- TEXT PROVIDED -

.....

Sanction against 150 doctors for sexual misconduct are ‘tip of the iceberg’, medics warn

Nearly 150 doctors have been disciplined for sexual misconduct in the last five years, as surgeons call for action on “systemic” and “cultural” problem of sexual assault within healthcare, The Independent can reveal.

Doctors campaigning for the UK’s healthcare services to address widespread problems with sexual harassment and assault in medicine have warned people do not feel safe to come forward with allegations amid deep seated “hierarchies” within healthcare.

The Royal College of Surgeon’s Women in Surgery chair has said the issues are “widespread” across the health services and improvements to protecting whistleblowers needed to be nationally.

Data, obtained by The Independent, showed between 2016 and 2020 an average of 28 doctors have been sanctioned by the GMC, which regulators more than 350,000 doctors in the UK, after allegations of sexual misconduct were proved against them.

The majority of these doctors were erased from the register, meaning they lost their licence to practice. Of the proven allegations 41 were made by another healthcare professional, 42 by a patient – the remaining were unknown.

In January The Independent revealed hundreds of nurses and other healthcare professionals have been sanctioned in recent years for sexual misconduct allegations, including more than 100 incidents of sexual abuse of child patients.

The news comes after hundreds of patients records are being reviewed at a West Midlands hospital after a surgeon was arrested for allegations of sexual assault on a child.

Last year surgeons Becky Fisher and Simon Flemming wrote an academic paper exposing the problem of sexual assault, harassment and rape in surgery and surgical training.

.....

- DATASET EXTRACT -
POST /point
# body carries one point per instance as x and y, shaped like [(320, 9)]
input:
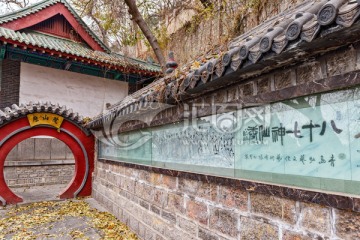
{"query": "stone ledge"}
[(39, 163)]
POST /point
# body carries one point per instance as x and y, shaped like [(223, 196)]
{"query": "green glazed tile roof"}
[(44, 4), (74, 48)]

.....

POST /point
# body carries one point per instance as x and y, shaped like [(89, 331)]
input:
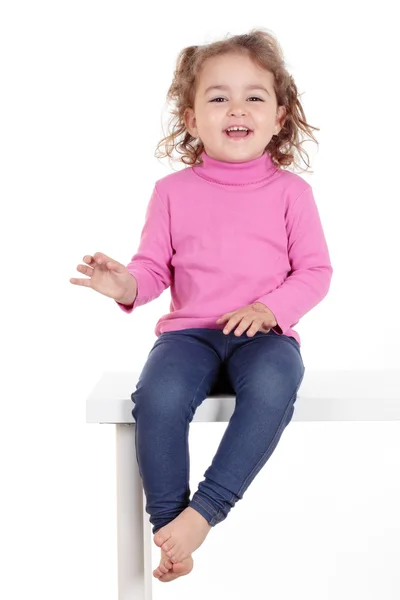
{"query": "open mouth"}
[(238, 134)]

.....

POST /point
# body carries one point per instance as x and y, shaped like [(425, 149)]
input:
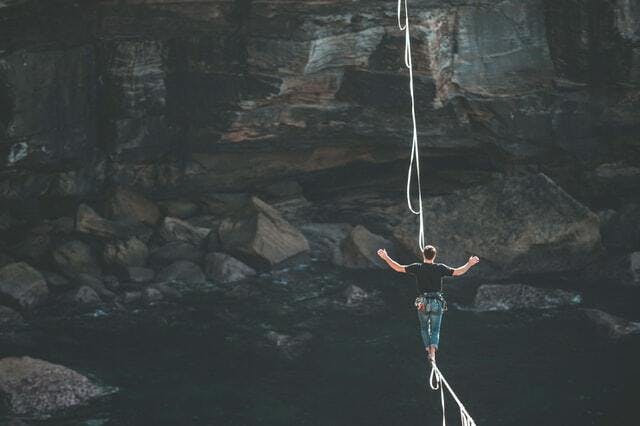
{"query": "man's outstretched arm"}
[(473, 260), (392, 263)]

.....

- PROBLEM TO WORK ON -
Carry on writing the news article above about doctors disciplined for sexual misconduct, continuing from its final sentence.

- EXPECTED ANSWER -
The surgeon’s article has since kick started what was reported in The Times as surgery’s “metoo” moment.

In interviews with The Independent both have warned the “institutional” problem goes beyond surgery across all of healthcare services.

Mr Flemming said the figures from the GMC were the “the very tip of the iceberg” in terms of actual levels of sexual assault within healthcare.

Talking about the role of the GMC Mr Flemming said he’d been told “by more than one person” that when they’ve reach out to the GMC over sexual assault or misconduct they were “failed” by the regulator and were “either not helped, abandoned or told to deal with it locally.”

He said although the regulator has made positive statements, it needed to “accept that healthcare has a culture problem, and the GMC do have a responsibility to challenge these behaviours, to seek them out, and to acknowledge the cultural and systemic issues that stop these behaviours from being both reported and acted on.

“I don’t think it is acceptable to just not be a rapist. You know, I don’t think your baseline should be, I don’t sexually harass my colleagues or my patients. I think both as a profession and as the regulators of our profession. You should be actively anti these things.”

Ms Fisher warned “Nobody who’s currently in training has been affected by this has really been able to speak out.”

She said the difficulties junior doctors had with reporting incidents was often linked to the “hierarchy” within NHS organisations adding: “the problem it is often the person who is involved in these allegations is within that hierarchy, or is closely associated, so the only way forward is to escalate even higher from the outset, which sometimes seems, you know, you can essentially get yourself blacklisted from training.”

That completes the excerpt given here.